> _Texto selecionado_
Como programa de transferência direta de renda, o PBF é destinado às famílias em situações de vulnerabilidade social. As discussões sobre os programas de transferência de renda (PTR) começaram a ser formuladas por pensadores liberais no século XVIII. Contudo, as experiências efetivadas em relação a tais programas surgiram nos países desenvolvidos no século XX, à medida que vai se consolidando o chamado Welfare State (Mendes; Buzinari; Silva Oliveira, 2006). As transferências de renda, as condicionalidades e os programas complementares constituem os seus principais eixos de atuação. Conforme os termos do PBF, a transferência de renda tem por objetivo o alívio imediato da pobreza. As condicionalidades são colocadas como contrapartidas dos beneficiários para a inclusão e a permanência no programa. Dessa forma, o Estado vinculou o acesso ao benefício a uma pauta de obrigações quanto aos direitos sociais básicos, tais como saúde, educação e assistência social. Os programas complementares apresentam-se como meios para o desenvolvimento das famílias, com vistas à superação da situação de vulnerabilidade (Brasil, 2004a; 2004b).

A literatura tem evidenciado os efeitos positivos das transferências condicionadas de renda sobre a educação (Fernandes; Viana; Alves, 2014), especialmente sobre as taxas de matrícula, frequência e abandono. Contudo, poucos estudos procuram detectar os efeitos específicos sobre o desempenho escolar. Se os objetivos das transferências de renda passam pelo fortalecimento do empoderamento das famílias, é fundamental que haja, além da permanência na escola, a progressão de ciclo associada à aprendizagem. Nesse sentido, uma interrogação indica o caminho da pesquisa: em que medida as condicionalidades do PBF para a educação se efetivam como mecanismos operatórios no desempenho escolar dos estudantes beneficiários?

> _Exercício 1_
Segundo o texto selecionado, qual é o objetivo da transferência de renda nos termos do PBF?

Registros de indicação de objetos em fotos
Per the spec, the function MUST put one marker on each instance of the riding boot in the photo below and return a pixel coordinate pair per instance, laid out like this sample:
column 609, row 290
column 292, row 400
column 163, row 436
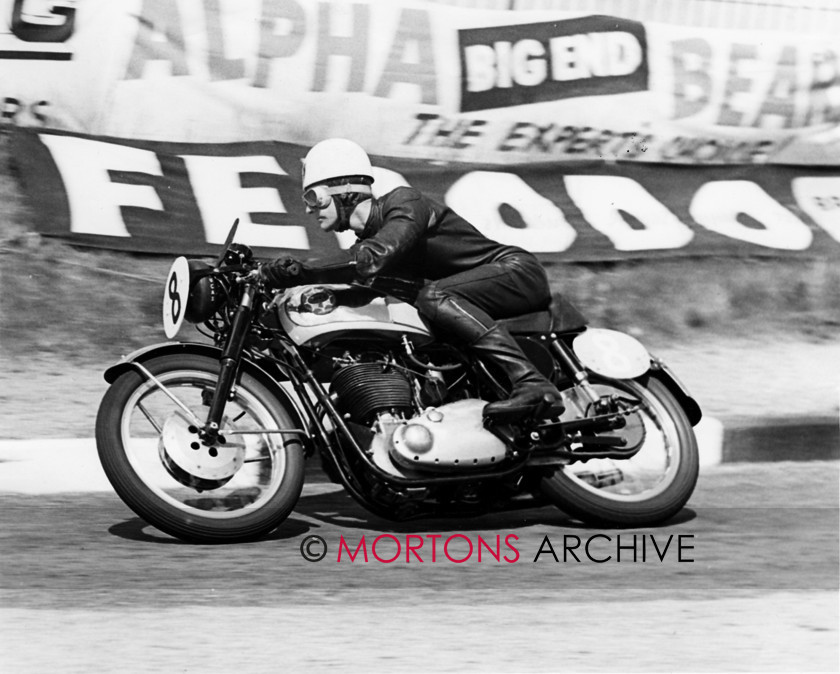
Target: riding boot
column 531, row 393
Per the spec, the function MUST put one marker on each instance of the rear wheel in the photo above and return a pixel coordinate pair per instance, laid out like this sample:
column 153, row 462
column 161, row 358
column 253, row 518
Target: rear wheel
column 237, row 489
column 652, row 485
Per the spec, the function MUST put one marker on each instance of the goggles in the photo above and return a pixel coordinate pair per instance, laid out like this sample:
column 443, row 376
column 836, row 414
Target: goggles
column 320, row 196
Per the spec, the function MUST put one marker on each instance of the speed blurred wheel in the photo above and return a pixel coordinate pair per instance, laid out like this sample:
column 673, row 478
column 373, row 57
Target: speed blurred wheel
column 237, row 489
column 647, row 488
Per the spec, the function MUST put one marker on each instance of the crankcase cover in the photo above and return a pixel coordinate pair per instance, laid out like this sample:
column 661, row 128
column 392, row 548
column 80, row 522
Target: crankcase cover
column 449, row 438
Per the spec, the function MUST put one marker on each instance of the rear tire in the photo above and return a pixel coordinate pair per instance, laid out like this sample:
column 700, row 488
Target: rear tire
column 609, row 507
column 243, row 514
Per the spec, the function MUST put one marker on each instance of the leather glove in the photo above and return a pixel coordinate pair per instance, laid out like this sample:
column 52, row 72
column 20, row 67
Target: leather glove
column 283, row 272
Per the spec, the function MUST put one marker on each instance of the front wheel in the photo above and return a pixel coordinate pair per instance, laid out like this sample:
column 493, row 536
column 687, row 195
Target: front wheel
column 648, row 488
column 237, row 489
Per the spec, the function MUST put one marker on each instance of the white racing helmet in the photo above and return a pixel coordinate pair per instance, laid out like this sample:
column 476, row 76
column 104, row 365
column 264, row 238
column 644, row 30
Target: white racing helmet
column 336, row 158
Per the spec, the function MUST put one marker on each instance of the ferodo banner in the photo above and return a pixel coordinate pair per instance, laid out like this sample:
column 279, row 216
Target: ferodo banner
column 182, row 198
column 421, row 81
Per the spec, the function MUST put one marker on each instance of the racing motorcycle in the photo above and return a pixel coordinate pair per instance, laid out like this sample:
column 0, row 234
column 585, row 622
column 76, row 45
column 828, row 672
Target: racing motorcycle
column 206, row 440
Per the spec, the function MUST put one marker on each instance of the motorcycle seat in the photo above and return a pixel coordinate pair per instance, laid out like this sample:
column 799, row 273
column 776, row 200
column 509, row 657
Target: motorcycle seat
column 560, row 316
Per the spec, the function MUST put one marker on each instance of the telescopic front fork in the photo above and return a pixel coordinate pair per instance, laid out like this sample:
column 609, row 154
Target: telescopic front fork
column 229, row 361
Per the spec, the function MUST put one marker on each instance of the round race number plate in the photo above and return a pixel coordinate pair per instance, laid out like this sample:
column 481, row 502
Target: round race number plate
column 175, row 296
column 611, row 353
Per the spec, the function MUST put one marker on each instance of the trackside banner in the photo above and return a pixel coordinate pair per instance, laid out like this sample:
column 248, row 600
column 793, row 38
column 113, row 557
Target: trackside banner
column 181, row 198
column 419, row 80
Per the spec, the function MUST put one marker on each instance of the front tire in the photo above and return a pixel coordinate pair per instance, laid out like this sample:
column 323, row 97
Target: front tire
column 649, row 488
column 256, row 499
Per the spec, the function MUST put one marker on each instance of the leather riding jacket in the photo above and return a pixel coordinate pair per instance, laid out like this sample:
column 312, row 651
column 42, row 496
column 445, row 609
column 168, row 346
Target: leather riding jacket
column 408, row 235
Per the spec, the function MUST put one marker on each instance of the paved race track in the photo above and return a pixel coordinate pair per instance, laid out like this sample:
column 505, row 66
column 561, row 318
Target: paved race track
column 752, row 584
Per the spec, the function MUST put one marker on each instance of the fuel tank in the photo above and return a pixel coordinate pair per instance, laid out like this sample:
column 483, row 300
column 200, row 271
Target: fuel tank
column 316, row 315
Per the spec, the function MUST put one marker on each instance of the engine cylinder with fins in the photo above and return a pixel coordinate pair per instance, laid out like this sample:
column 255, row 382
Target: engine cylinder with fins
column 365, row 389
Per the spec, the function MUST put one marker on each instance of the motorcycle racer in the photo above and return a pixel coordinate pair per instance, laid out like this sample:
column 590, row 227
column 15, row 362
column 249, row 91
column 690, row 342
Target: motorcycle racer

> _Exercício 2_
Reescreva como lista numerada, sem as linhas em branco, o trecho das linhas da listagem acima que começa na linha que contém "the leather glove" e termina na que contém "column 336, row 158", incluindo as duas.

> _Resposta do exercício 1_
O alívio imediato da pobreza.

> _Resposta do exercício 2_
1. Per the spec, the function MUST put one marker on each instance of the leather glove in the photo above and return a pixel coordinate pair per instance, laid out like this sample:
2. column 52, row 72
3. column 20, row 67
4. Target: leather glove
5. column 283, row 272
6. Per the spec, the function MUST put one marker on each instance of the front wheel in the photo above and return a pixel coordinate pair per instance, laid out like this sample:
7. column 493, row 536
8. column 687, row 195
9. Target: front wheel
10. column 648, row 488
11. column 237, row 489
12. Per the spec, the function MUST put one marker on each instance of the white racing helmet in the photo above and return a pixel coordinate pair per instance, laid out like this sample:
13. column 476, row 76
14. column 104, row 365
15. column 264, row 238
16. column 644, row 30
17. Target: white racing helmet
18. column 336, row 158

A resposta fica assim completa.